● **Trecho de origem**:

O relatório é publicado anualmente em cumprimento à legislação norte-americana de mercado de capitais, conforme informa o jornalista Paulo Mangerotti, na revista especializada Notícias de Mineração Brasil, que foi quem deu a notícia em primeira mão no país (leia aqui).
O pedido de cautela ocorreu após o vereador André Viana (Podemos) apresentar requerimento, aprovado por unanimidade, convidando o presidente da Vale, Fábio Schvartsman, para vir a Itabira explicar qual é o real horizonte da exaustão mineral da cidade.
Pelo relatório F20, apresentado no ano passado, as minas do complexo de Itabira devem se exaurir em 2028. Viana apresentou também requerimento para que o legislativo promova audiência pública sobre a mineração em Itabira, já agendada para o dia 3 de julho, às 19h.
“Precisamos ter cautela com esse assunto. Itabira vai continuar existindo mesmo sem a Vale”, é a aposta que faz o presidente da Câmara. Segundo ele, a cidade já avança nas áreas de saúde e educação para se tornar polo macrorregional. Além disso, defende, a Vale tem obrigação de entregar as alternativas econômicas ao município.
Entre as alternativas, o vereador quer a repactuação com a empresa da parceria para concluir a instalação do campus da Unifei e também para viabilizar o Parque Tecnológico. Só na construção dos prédios previstos no projeto do campus universitário a expectativa é de investimento da ordem de R$ 400 milhões. “A Prefeitura ficou com a parte mais onerosa e não tem como arcar sozinha com esse investimento”, disse ele, em uma sessão da Câmara no ano passado (leia aqui).

● **Material fornecido**:

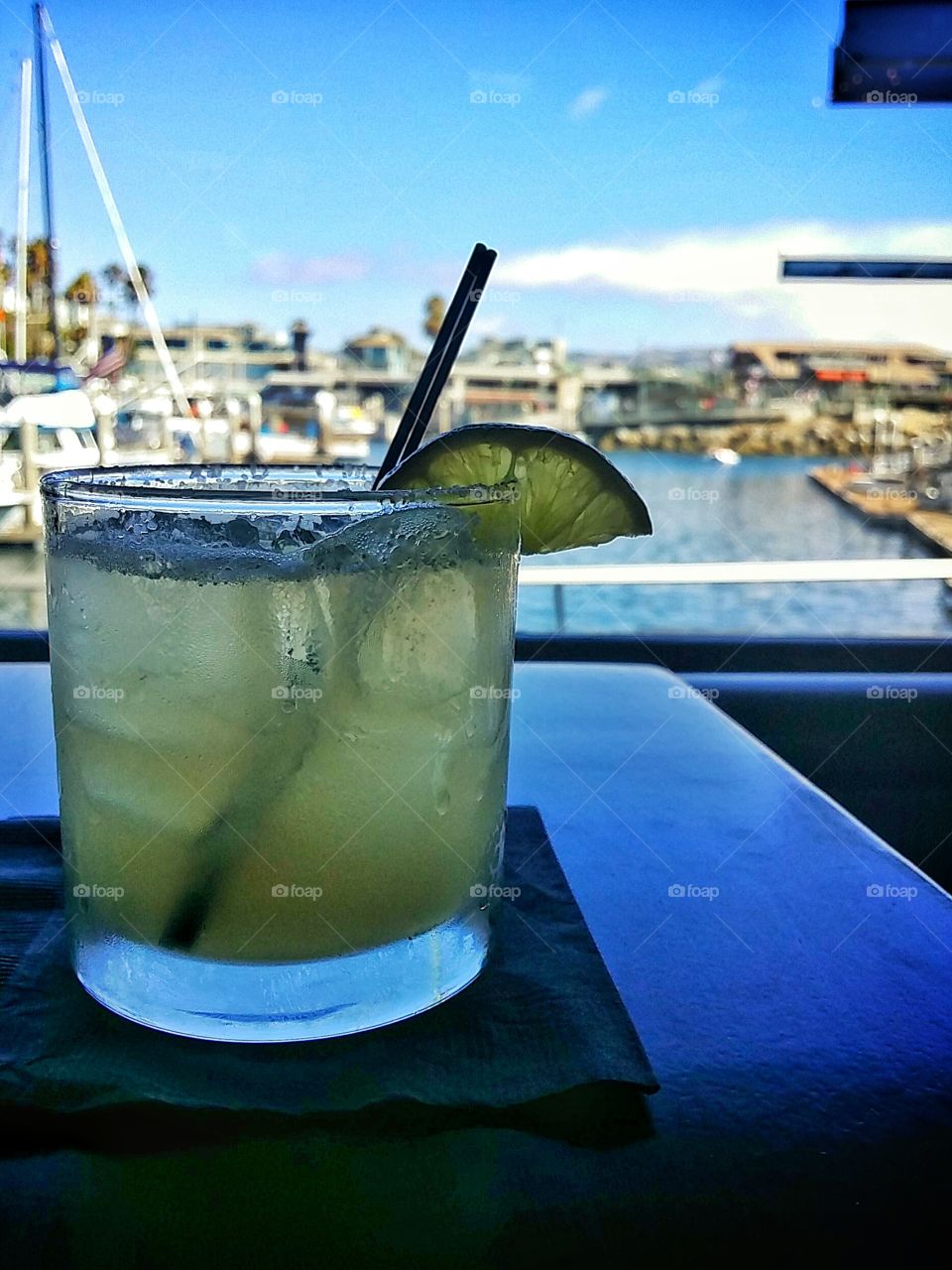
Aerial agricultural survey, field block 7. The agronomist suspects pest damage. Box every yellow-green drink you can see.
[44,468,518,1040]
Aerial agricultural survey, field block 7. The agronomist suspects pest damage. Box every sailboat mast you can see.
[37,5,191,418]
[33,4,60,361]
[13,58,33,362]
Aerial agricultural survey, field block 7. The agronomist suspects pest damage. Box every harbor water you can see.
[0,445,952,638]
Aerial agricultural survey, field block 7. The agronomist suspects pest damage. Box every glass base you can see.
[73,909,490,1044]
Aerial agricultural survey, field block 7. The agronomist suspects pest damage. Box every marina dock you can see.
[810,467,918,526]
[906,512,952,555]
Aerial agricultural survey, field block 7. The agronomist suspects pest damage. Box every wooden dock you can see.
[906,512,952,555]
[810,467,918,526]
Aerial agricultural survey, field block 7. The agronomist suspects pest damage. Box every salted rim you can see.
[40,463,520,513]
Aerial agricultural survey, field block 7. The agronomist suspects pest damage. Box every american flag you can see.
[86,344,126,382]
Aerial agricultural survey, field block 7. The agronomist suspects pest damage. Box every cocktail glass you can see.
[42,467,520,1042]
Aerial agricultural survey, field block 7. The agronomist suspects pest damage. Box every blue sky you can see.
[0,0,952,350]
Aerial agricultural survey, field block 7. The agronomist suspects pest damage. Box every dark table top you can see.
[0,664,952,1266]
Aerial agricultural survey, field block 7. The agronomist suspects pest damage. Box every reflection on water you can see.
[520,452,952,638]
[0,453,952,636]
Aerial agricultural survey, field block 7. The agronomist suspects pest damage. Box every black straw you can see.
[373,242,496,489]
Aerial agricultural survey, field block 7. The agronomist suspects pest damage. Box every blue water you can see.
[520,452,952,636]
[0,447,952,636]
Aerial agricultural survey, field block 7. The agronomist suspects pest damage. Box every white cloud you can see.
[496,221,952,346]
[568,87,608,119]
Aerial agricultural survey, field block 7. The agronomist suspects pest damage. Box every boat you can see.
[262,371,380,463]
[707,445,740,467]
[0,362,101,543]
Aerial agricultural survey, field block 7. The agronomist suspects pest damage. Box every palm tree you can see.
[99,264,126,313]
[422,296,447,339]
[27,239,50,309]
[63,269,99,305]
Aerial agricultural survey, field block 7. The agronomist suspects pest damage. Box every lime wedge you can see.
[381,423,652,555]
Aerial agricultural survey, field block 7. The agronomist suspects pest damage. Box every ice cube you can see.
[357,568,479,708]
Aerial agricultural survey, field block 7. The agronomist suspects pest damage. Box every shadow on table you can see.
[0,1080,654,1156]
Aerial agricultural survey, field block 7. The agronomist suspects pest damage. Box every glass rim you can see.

● **Descrição do exercício**: Transcreva literalmente, do trecho sobre a mineração em Itabira, a passagem que se inicia nas palavras “O relatório é” e se encerra após as palavras “país (leia aqui).”. Os itens constituem material à parte, independente do trecho.

● **Resposta escrita**:
O relatório é publicado anualmente em cumprimento à legislação norte-americana de mercado de capitais, conforme informa o jornalista Paulo Mangerotti, na revista especializada Notícias de Mineração Brasil, que foi quem deu a notícia em primeira mão no país (leia aqui).